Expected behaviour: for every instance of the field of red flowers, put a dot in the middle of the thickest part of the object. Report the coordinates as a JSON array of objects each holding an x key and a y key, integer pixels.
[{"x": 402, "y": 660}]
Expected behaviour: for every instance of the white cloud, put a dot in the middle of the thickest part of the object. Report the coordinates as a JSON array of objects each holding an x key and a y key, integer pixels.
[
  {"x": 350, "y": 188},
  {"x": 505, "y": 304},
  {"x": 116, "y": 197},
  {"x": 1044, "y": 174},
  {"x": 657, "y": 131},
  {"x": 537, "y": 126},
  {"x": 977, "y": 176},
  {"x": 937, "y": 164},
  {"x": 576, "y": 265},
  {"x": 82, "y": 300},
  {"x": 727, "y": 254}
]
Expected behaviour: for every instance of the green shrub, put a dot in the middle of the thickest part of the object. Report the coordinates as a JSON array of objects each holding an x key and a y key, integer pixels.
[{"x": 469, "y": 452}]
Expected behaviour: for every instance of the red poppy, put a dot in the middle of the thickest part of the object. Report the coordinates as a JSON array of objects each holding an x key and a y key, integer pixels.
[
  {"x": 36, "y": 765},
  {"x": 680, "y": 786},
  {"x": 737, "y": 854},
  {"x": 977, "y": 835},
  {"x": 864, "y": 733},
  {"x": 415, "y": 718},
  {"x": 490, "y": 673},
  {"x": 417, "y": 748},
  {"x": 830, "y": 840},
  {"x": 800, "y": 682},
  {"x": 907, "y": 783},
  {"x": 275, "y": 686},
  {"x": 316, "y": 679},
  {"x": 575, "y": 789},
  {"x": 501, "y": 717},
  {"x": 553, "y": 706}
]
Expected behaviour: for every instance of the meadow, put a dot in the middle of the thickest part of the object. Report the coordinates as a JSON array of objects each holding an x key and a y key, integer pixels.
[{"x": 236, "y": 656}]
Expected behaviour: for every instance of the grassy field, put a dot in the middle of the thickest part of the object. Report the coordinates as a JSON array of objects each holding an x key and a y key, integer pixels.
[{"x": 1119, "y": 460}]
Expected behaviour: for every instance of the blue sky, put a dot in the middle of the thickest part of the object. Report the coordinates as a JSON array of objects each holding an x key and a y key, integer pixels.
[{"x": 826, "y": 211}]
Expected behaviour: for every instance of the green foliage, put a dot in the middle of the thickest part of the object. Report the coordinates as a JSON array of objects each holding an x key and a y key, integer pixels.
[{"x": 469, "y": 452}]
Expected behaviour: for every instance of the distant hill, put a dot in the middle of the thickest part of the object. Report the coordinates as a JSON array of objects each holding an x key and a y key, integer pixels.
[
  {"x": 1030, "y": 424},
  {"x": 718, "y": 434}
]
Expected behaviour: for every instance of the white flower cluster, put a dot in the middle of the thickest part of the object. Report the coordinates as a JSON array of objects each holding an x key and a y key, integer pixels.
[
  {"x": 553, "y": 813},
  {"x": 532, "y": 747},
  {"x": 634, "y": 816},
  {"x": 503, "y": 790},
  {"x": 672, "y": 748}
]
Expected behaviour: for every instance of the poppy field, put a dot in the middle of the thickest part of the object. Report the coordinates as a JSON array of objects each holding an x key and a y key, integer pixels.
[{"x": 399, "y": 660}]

- Brief -
Please render every line of the items above as a Markdown table with two columns, Row and Text. Put a running row number in the first column and the line itself in the second, leaving out any blank lines.

- Output of the task -
| Row | Text |
|---|---|
| 1 | Expected behaviour: for every instance of the field of red flowers, put a dot in the middle of the thickest part of the object. Report the coordinates as a JSON array of objects each holding an x key and a y key, integer pixels. |
| 2 | [{"x": 402, "y": 660}] |
| 3 | Expected behaviour: for every instance of the white cloud, put a dot in the middle of the thickest part of the object. Report the coordinates as a JSON array of objects each holding an x key and a y key, integer pixels. |
| 4 | [ |
| 5 |   {"x": 350, "y": 188}, |
| 6 |   {"x": 505, "y": 304}, |
| 7 |   {"x": 116, "y": 197}, |
| 8 |   {"x": 1044, "y": 174}, |
| 9 |   {"x": 657, "y": 131}, |
| 10 |   {"x": 537, "y": 126}, |
| 11 |   {"x": 977, "y": 176}, |
| 12 |   {"x": 937, "y": 164}, |
| 13 |   {"x": 576, "y": 265}, |
| 14 |   {"x": 82, "y": 300}, |
| 15 |   {"x": 727, "y": 254} |
| 16 | ] |
| 17 | Expected behaviour: for every instance of the green shrub, put a dot in the middle of the thickest part of the object. Report the coordinates as a JSON array of objects each holding an x key and a y key, integer pixels. |
| 18 | [{"x": 469, "y": 452}] |
| 19 | Expected behaviour: for every instance of the red poppy, put a dot in the middle of the thickest part of the object. Report the coordinates as a JSON array of objects each holding an x key and a y key, integer pixels. |
| 20 | [ |
| 21 |   {"x": 36, "y": 765}, |
| 22 |   {"x": 680, "y": 786}, |
| 23 |   {"x": 737, "y": 854}, |
| 24 |   {"x": 977, "y": 835}, |
| 25 |   {"x": 864, "y": 733}, |
| 26 |   {"x": 415, "y": 718}, |
| 27 |   {"x": 490, "y": 673}, |
| 28 |   {"x": 417, "y": 748}, |
| 29 |   {"x": 830, "y": 840}, |
| 30 |   {"x": 800, "y": 682}, |
| 31 |   {"x": 907, "y": 783}, |
| 32 |   {"x": 275, "y": 686}, |
| 33 |   {"x": 316, "y": 679}, |
| 34 |   {"x": 575, "y": 789}, |
| 35 |   {"x": 501, "y": 717}, |
| 36 |   {"x": 553, "y": 706} |
| 37 | ] |
| 38 | Expected behaviour: for every instance of the meadow, put a dot in the middle of the thickest part of the object. Report the coordinates as a JSON array of objects each holding an x key and a y key, integer pixels. |
| 39 | [{"x": 236, "y": 656}] |
| 40 | Expected behaviour: for every instance of the grassy field, put a dot in the middle of the thickest part of the object. Report the coordinates as a JSON array of objects each holding an x key and a y key, integer pixels. |
| 41 | [{"x": 1119, "y": 460}] |
| 42 | Expected behaviour: for every instance of the blue sky, put a dot in the middle of the thickest part of the object. Report the coordinates as a JSON array of objects each holding an x key and a y key, integer pixels. |
| 43 | [{"x": 826, "y": 211}] |
| 44 | Expected behaviour: for every instance of the green foliage, put a dot in the middle of the thickest part of the object. Report the coordinates as a JSON array of objects each holding an x key and a y key, integer pixels. |
| 45 | [{"x": 469, "y": 452}] |
| 46 | Expected behaviour: for every instance of the distant hill, put a dot in the middle of the thickest part of the object. Report the coordinates as a JSON array of objects each holding an x key and a y key, integer pixels. |
| 47 | [ |
| 48 |   {"x": 1030, "y": 424}, |
| 49 |   {"x": 718, "y": 434} |
| 50 | ] |
| 51 | Expected behaviour: for every instance of the white flower cluster, put a dot in the middle of the thickest part of the object. Report the coordinates as a JSON array of objects each holding an x key and a y key, integer pixels. |
| 52 | [ |
| 53 |   {"x": 553, "y": 813}, |
| 54 |   {"x": 532, "y": 747}, |
| 55 |   {"x": 634, "y": 816}, |
| 56 |   {"x": 503, "y": 790}, |
| 57 |   {"x": 672, "y": 748} |
| 58 | ] |
| 59 | Expected behaviour: for every instance of the poppy field, put a dot in the middle of the thickest part of the object. Report the coordinates as a JSON array of objects each holding an x key and a y key, integer pixels. |
| 60 | [{"x": 399, "y": 660}] |